** Start INPUT RECORDS **
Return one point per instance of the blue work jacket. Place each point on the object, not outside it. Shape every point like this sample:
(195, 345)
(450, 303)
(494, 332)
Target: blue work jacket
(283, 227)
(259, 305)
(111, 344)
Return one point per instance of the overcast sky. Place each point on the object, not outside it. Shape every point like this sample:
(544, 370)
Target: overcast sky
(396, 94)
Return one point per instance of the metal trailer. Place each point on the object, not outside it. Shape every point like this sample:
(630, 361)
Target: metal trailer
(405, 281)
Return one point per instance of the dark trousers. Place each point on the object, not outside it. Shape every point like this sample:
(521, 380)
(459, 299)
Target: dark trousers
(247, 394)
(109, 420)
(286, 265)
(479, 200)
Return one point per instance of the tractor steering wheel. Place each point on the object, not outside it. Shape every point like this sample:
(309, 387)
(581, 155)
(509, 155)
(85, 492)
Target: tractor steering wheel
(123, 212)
** End INPUT RECORDS **
** Start INPUT RECORDS **
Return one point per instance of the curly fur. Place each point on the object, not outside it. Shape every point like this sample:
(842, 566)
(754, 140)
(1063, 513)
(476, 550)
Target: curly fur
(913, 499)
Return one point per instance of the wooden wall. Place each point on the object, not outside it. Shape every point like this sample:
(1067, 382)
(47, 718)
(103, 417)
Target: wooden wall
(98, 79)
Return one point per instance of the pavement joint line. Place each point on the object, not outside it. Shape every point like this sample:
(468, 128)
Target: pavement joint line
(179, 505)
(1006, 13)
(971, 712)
** End INPUT RECORDS **
WRITTEN PROBLEM
Pull out each line of the records above that contains the word "steering". Case counts when matching.

EXERCISE RESPONSE
Return one point per instance of the tractor steering wheel. Place each point on the object, not outside it. Shape every point like this sample:
Target: tractor steering wheel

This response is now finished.